(What is being asked): Transcribe every line, keeping it exact.

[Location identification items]
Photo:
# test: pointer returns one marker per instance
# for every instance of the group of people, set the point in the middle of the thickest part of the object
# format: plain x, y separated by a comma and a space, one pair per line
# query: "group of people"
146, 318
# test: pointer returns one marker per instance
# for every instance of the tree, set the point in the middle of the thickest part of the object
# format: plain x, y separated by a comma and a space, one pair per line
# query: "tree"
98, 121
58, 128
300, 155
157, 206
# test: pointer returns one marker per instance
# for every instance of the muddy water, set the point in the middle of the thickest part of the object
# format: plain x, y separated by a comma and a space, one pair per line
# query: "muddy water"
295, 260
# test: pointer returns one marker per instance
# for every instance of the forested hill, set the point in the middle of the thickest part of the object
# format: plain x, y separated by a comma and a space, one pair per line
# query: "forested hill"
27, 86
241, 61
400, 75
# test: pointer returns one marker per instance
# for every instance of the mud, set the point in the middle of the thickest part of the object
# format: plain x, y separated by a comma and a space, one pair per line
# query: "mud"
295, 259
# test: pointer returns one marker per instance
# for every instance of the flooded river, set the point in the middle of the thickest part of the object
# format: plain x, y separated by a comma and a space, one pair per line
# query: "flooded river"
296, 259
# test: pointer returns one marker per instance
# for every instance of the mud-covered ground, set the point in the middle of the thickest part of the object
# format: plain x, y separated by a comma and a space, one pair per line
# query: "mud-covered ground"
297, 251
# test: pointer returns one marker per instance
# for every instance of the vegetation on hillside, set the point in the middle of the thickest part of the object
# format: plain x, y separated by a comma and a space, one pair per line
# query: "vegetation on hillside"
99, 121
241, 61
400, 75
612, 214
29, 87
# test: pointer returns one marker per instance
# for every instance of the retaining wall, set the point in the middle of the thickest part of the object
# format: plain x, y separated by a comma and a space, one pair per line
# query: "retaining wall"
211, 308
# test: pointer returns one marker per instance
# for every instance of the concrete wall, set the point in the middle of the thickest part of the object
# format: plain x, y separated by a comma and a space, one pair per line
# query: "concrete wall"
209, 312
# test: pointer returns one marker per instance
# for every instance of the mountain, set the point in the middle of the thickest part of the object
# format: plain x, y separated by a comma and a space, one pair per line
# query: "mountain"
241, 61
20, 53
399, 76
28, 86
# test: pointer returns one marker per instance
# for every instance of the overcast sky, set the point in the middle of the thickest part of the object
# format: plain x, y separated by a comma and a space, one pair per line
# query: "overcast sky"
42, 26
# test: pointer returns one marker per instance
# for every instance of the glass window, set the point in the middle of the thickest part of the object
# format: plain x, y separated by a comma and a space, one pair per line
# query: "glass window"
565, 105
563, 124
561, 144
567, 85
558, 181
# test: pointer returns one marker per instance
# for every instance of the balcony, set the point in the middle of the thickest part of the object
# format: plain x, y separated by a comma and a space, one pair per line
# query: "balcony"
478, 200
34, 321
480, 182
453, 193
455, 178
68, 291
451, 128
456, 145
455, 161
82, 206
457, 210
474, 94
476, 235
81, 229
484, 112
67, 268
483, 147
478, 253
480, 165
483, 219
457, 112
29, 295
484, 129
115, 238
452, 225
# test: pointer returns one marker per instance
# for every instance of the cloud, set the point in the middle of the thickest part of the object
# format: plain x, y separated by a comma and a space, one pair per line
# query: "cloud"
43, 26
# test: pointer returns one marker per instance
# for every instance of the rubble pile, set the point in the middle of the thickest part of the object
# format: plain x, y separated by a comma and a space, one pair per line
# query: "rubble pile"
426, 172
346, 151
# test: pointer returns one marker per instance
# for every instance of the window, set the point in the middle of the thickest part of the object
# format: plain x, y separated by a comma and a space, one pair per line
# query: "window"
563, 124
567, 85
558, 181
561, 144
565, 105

(Solution to this exercise):
Photo:
# test: pointer returns one marker per instance
# for every instance of the group of people, set the point in the middle of the thickest part of the object
# format: plain x, y separated by a comma and a space, one pair per line
# query: "group of people"
146, 318
# test: pointer returns one marker per instance
# for every instance of the tree, set the point in the middle of the thickest part of the object
# format: plain x, y separated by a comma and a space, one pair per line
# query: "tree"
98, 121
58, 128
300, 155
157, 206
# test: pointer returns one marker per instance
# for every instance of the muddy water, set the point in the middle of the thickest part of the object
# format: plain x, y separated by a comma and a space, one pair per line
# query: "muddy water"
295, 260
# test: pointer returns one marker per instance
# for every instance of the forested hill, set the point in the middle of the thickest part of the object
# format: plain x, y separated by a comma and a space, one pair per line
# query: "forested hill"
27, 86
241, 61
400, 75
# test: pointer returns one marker per instance
# for every instance of the mud, set the point in the middle of the thickest part of the object
# format: plain x, y separated by a comma and a space, one pair per line
# query: "mud"
295, 259
# test: pointer returns one marker per instance
# for every instance of the flooded river, set the point in the middle of the thickest part of the object
# format: plain x, y separated by a comma and a space, one pair per line
# query: "flooded river"
296, 259
# test: pointer returns one marker per instance
# for every instance of the mud-covered ground, set the point in the middle of the thickest part of the object
# format: plain x, y separated by a comma and a space, one pair per line
# query: "mud-covered ground"
297, 251
# test: pointer returns one marker per instance
# for every instance of the vegetation on hillside, set the point in the middle of the thickest part of the object
# format: plain x, y separated by a comma and a space, one pair per line
# query: "vegetation on hillside"
99, 121
241, 61
400, 75
612, 214
29, 87
# test: pointer returns one marker per instance
# for every instance of the retaining wall, set the point in the middle of the thickest part of the object
# format: plain x, y separated by a comma and a space, one pair per line
# query: "retaining wall"
211, 308
# test: pointer returns one marker per instance
# for every instance of the concrete wall, set the point in the middle of the thickest part of the object
# format: plain x, y separated by a comma and a space, one pair per line
# query: "concrete wall"
209, 312
# test: pointer returns one marker per instance
# for every instance of the mountain, set the point in the middle of the thickest part of the object
# format: plain x, y separated by a comma and a space, one pair per line
# query: "mountain"
241, 61
20, 53
399, 76
28, 86
# test: pointer returns one marker per instance
# for every instance of the overcast sky, set the point in the middle of the thickest part of the object
# format: plain x, y separated by a comma and a space, one pair per line
# query: "overcast sky"
42, 26
# test: pointer returns one marker per instance
# for every instance of the glass window, set the point in the middle of the thickest part of the object
# format: plain x, y separated by a comma and a space, one pair per line
# query: "glass window"
565, 105
563, 124
561, 144
567, 85
558, 181
# test: pointer returns one marker per instance
# for every instance of the balcony, set the point in the middle of the thickest part of the object
# format: plain x, y separated by a comma and a space, one pair per line
# query: "balcony"
478, 200
34, 321
480, 182
453, 193
455, 178
68, 291
451, 128
456, 145
455, 161
82, 206
457, 210
474, 94
476, 235
81, 229
484, 112
67, 268
483, 147
478, 253
480, 165
483, 219
457, 112
29, 295
484, 129
115, 238
452, 225
# test: pointer returns one marker per instance
# for every instance of the cloud, set the point in the middle of the thickest part of the object
# format: plain x, y separated by a comma and a space, one pair per line
# query: "cloud"
43, 26
# test: pointer returns one marker per instance
# for every instance of the rubble pile, set the point in the middle of the thickest part of the object
# format: plain x, y separated by a comma and a space, one pair per line
# query: "rubble pile"
426, 172
346, 151
# test: pointer returns one marker per instance
# for every instance of the window, set the point in the middle of the thickest part of the object
# format: plain x, y separated by a comma and a space, one pair per line
# query: "window"
563, 124
567, 85
558, 181
561, 144
565, 105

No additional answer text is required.